WORK REQUIRED:
Give back the full listing, character for character, with no pictures.

[Source data]

━━━━━━

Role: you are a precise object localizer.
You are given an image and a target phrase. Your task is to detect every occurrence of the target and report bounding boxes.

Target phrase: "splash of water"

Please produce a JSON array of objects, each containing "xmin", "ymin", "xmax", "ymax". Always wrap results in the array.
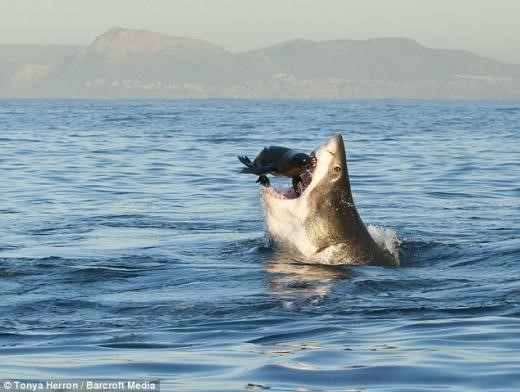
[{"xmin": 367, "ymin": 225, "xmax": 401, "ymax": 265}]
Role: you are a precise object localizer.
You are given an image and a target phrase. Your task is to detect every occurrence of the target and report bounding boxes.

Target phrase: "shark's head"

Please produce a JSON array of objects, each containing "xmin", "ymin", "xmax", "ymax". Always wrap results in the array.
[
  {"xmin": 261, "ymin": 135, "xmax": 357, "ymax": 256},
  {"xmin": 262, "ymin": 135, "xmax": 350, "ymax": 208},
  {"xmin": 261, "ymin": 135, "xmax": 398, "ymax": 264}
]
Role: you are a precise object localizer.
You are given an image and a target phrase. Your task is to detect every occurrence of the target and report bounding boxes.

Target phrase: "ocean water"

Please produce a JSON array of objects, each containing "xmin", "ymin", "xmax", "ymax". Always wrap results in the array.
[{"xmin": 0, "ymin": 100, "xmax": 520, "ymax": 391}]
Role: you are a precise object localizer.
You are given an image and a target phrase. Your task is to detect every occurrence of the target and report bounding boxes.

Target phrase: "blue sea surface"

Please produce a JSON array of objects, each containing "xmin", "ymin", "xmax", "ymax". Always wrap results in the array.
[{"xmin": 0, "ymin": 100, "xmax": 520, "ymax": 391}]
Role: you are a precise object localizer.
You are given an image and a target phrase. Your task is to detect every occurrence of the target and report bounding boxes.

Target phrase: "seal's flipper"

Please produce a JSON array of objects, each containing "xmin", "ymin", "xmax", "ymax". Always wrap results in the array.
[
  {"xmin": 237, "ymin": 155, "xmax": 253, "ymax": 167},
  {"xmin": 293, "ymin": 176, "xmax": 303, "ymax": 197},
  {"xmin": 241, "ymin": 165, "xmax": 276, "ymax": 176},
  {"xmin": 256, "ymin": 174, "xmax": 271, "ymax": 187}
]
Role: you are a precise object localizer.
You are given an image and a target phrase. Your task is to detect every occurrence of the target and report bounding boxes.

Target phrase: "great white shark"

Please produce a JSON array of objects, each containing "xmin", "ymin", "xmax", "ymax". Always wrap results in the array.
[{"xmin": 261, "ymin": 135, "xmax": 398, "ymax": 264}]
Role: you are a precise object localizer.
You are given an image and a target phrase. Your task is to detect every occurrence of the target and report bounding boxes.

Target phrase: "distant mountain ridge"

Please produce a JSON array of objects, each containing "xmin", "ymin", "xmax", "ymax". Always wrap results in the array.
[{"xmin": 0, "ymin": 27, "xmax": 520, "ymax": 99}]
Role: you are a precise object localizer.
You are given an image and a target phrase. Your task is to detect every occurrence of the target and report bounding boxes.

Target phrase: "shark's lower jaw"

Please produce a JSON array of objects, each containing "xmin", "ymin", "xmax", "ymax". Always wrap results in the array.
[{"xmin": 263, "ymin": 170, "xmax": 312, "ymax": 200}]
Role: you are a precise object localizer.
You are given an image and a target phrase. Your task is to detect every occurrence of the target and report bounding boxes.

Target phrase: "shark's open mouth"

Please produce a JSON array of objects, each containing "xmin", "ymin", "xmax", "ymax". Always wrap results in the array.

━━━━━━

SOLUTION:
Role: you are a precise object localizer.
You are given an image and a target phrase. Your task is to detect every occurrence of the target and report bounding boxes.

Target phrase: "splash of water"

Please produce a JSON array of objects, each containing "xmin", "ymin", "xmax", "ymax". Always wrap results in the array.
[{"xmin": 367, "ymin": 225, "xmax": 401, "ymax": 265}]
Role: you are a precise object localizer.
You are given an image and a target phrase. Your task is to detect every occurrence of the target and report bounding boxes.

Target phrase: "shark's head"

Please produce a JSON array of objects, each containing "xmin", "ymin", "xmax", "ymax". Always wrap results in the array.
[
  {"xmin": 261, "ymin": 135, "xmax": 357, "ymax": 256},
  {"xmin": 262, "ymin": 135, "xmax": 350, "ymax": 208},
  {"xmin": 261, "ymin": 135, "xmax": 398, "ymax": 264}
]
Role: you are a precise object localizer.
You are given an image and a target phrase. Your task is to detect every occurrence of the target and report bounding boxes.

Target phrase: "ocean water"

Please produce a JSON array of objects, each containing "xmin", "ymin", "xmax", "ymax". Always wrap results in the array.
[{"xmin": 0, "ymin": 100, "xmax": 520, "ymax": 391}]
Role: you are a precise object localizer.
You are given an image and a target phrase. Your task is to detect every occurrence of the target and report bounding boxes.

Target phrase: "blue sea surface"

Please produce a JSON array of objects, each containing "xmin", "ymin", "xmax", "ymax". Always wrap results in the array.
[{"xmin": 0, "ymin": 100, "xmax": 520, "ymax": 391}]
Role: you are a precise object localizer.
You are given an image and a target phrase. Your task is to detect every occurrence of the target and report bounding boxes.

Target phrase: "seal's flipper"

Please produce a JSON array of objects, each containing "xmin", "ymin", "xmax", "ymax". Always wrap results in the array.
[
  {"xmin": 237, "ymin": 155, "xmax": 253, "ymax": 167},
  {"xmin": 293, "ymin": 176, "xmax": 303, "ymax": 197},
  {"xmin": 241, "ymin": 165, "xmax": 276, "ymax": 176},
  {"xmin": 256, "ymin": 174, "xmax": 271, "ymax": 187}
]
Role: you are a precise object localizer.
You are given an image and a target phrase. Your task is to detect every occurrence of the target and report bounding boxes.

Target phrase: "great white shark"

Please produce a JSON array of objects, each containing "xmin", "ymin", "xmax", "ymax". Always wrap results in the array.
[{"xmin": 261, "ymin": 135, "xmax": 398, "ymax": 264}]
Role: you are a precise object localizer.
You are given an image and a target phrase. Your task is to detect every occurrence of the target and report bounding boxes.

Target phrase: "distant mountain ridge"

Please produce a JSON array of objects, each containing "xmin", "ymin", "xmax", "ymax". Always wrap results in the array.
[{"xmin": 0, "ymin": 27, "xmax": 520, "ymax": 99}]
Role: you are a precise object localizer.
You are given an image and a target phrase. Your task is to detect every occurrence of the target and report bounding boxes.

Target phrase: "shark's lower jaw"

Please produce a JSON array of objects, each containing "xmin", "ymin", "xmax", "ymax". Always wrap results in the array.
[{"xmin": 263, "ymin": 170, "xmax": 312, "ymax": 200}]
Role: you are a precise object localizer.
You are given an image and a target phrase. Your task is to detect every occurrence of the target and report bounding boxes.

Target phrase: "shark's open mouth"

Please produce a JSON array of objects, each containing "xmin", "ymin", "xmax", "ymax". Always wrap results in the array.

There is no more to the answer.